[Start of section]

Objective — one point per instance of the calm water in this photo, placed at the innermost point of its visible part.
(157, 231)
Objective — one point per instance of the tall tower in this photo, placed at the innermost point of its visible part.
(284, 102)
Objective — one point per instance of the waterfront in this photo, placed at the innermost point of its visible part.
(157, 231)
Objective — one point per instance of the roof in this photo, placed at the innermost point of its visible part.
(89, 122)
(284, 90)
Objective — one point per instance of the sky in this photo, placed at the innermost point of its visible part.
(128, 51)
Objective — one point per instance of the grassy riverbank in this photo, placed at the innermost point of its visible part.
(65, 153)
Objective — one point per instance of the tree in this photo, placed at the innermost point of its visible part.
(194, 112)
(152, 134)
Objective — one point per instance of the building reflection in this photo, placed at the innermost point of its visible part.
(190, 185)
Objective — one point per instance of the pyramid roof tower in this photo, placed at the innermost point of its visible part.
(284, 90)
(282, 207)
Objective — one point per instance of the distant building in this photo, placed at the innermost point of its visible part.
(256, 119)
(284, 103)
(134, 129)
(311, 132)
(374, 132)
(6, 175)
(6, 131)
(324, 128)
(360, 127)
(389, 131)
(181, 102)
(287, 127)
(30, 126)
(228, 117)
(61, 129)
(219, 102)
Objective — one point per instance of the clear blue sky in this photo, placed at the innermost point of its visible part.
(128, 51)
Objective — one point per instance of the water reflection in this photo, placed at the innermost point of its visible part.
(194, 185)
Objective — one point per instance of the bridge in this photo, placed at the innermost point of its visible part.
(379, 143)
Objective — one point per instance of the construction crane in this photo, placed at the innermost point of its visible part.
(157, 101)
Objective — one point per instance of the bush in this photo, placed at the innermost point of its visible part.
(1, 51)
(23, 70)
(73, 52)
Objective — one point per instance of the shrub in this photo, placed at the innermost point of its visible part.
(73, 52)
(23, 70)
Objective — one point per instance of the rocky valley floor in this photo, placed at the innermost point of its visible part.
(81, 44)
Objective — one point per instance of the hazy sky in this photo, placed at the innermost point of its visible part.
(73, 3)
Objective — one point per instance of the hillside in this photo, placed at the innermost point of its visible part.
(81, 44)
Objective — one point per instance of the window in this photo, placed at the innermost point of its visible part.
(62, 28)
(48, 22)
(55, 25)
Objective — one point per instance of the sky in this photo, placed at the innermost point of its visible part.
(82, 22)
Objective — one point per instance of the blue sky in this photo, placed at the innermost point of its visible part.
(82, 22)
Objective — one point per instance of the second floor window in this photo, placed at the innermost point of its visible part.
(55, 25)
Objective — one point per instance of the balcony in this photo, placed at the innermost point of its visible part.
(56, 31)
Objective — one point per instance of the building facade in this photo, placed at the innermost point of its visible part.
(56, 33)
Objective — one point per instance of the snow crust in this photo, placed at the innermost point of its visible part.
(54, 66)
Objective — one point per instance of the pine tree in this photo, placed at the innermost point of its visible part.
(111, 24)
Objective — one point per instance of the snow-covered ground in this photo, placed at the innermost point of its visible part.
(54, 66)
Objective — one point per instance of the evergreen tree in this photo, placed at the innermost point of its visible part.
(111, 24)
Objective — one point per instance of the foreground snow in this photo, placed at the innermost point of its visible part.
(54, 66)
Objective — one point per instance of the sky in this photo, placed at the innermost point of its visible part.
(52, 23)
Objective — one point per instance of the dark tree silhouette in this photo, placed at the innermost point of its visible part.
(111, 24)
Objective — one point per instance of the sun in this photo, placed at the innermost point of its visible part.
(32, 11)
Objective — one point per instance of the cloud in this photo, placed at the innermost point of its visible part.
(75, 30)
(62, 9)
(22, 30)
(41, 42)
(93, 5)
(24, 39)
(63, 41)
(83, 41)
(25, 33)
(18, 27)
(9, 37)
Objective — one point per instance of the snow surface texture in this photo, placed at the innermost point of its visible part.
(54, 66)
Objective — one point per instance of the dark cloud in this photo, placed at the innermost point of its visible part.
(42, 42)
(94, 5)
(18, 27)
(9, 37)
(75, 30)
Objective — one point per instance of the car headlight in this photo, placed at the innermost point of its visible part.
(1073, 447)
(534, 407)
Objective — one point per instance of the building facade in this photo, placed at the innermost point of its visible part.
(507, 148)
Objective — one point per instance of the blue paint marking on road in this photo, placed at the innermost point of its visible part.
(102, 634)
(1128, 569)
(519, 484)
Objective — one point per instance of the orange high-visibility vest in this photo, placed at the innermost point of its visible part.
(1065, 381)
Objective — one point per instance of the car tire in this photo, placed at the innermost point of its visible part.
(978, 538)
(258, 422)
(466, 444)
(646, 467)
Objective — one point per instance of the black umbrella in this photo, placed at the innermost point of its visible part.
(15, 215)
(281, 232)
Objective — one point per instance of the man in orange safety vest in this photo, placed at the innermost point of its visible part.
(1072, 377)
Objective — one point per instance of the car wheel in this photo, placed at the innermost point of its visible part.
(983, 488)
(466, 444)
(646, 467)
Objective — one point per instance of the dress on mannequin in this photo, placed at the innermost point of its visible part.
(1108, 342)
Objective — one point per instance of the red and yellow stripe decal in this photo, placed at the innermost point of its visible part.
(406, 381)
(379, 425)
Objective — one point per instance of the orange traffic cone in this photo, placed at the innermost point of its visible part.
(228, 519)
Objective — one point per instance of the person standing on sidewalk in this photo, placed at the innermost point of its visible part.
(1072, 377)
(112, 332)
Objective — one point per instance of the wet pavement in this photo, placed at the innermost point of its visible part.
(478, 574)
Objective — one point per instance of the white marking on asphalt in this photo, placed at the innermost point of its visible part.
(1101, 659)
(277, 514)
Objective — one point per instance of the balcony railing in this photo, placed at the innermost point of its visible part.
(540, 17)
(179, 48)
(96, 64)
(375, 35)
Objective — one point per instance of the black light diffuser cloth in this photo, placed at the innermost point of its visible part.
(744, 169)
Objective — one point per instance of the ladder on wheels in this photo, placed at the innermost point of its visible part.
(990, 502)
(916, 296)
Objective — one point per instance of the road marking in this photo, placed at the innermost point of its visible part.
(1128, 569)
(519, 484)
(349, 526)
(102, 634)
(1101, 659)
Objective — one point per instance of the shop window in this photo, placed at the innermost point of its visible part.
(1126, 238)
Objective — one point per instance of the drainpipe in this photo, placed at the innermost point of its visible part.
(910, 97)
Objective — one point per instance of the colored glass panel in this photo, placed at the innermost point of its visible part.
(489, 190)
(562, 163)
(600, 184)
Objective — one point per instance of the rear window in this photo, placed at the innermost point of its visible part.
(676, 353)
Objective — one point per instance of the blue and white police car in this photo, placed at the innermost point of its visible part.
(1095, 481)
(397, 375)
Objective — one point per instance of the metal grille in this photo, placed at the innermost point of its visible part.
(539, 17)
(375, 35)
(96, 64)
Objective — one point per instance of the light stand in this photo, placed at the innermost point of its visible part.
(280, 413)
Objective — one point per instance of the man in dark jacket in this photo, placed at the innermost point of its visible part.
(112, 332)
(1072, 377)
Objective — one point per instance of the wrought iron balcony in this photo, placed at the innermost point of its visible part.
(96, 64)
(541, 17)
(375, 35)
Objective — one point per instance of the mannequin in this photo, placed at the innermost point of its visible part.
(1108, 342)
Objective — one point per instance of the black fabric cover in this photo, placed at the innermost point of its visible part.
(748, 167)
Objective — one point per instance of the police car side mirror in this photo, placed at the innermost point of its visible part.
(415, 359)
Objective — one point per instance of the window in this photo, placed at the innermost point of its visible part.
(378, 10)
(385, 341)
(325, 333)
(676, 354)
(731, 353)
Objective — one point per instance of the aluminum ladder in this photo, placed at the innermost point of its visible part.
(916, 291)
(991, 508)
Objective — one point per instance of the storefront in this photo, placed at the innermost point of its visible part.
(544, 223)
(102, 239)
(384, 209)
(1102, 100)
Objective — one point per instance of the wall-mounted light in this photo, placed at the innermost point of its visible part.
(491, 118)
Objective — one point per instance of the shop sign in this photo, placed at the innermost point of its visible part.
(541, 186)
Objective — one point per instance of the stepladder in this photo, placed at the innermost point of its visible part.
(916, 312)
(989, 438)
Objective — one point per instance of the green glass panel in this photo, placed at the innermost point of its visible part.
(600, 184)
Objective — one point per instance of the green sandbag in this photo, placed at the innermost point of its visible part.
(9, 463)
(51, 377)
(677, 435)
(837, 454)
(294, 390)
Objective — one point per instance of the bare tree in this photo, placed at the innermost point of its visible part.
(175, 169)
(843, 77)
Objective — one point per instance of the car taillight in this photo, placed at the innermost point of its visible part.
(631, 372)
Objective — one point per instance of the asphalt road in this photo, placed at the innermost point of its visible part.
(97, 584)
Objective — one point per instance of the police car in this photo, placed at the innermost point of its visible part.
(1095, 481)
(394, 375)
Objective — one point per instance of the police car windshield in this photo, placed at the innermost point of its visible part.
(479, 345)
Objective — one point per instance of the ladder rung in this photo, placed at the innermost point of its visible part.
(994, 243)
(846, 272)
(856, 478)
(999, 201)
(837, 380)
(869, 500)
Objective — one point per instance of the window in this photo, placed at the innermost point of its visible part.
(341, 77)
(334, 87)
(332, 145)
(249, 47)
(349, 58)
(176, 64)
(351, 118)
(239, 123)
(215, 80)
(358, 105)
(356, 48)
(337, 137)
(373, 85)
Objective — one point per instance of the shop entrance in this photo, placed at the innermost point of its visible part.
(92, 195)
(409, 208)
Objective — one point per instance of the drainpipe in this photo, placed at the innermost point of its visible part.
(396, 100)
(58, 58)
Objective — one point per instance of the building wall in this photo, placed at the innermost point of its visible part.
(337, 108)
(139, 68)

[End of section]

→ **THE TASK**
Nothing but the lines from the one with "Objective — one point per instance of the ladder rung" through the last line of the records above should be retyped, and those word for word.

→ **RESULT OF THE TASK**
Objective — one point per instance of the ladder rung in this photo, placed at the innermost point of its visible part.
(994, 243)
(846, 272)
(856, 478)
(999, 201)
(837, 380)
(869, 500)
Objective — one point per instance of the window in this photo, placed at the innermost point of its visible part.
(341, 77)
(334, 87)
(332, 145)
(249, 47)
(349, 58)
(176, 64)
(351, 118)
(239, 123)
(215, 80)
(358, 105)
(356, 48)
(337, 137)
(373, 85)
Objective — one point per instance of the shop entrance in this photo, placed at the innermost point of its visible part.
(92, 195)
(409, 208)
Objective — one point per instance of the drainpipe in this photo, placed at the innermost point of its visible part.
(396, 100)
(58, 58)
Objective — one point per instance of the building wall in this photo, placed at the innermost point of its visible part.
(337, 108)
(139, 68)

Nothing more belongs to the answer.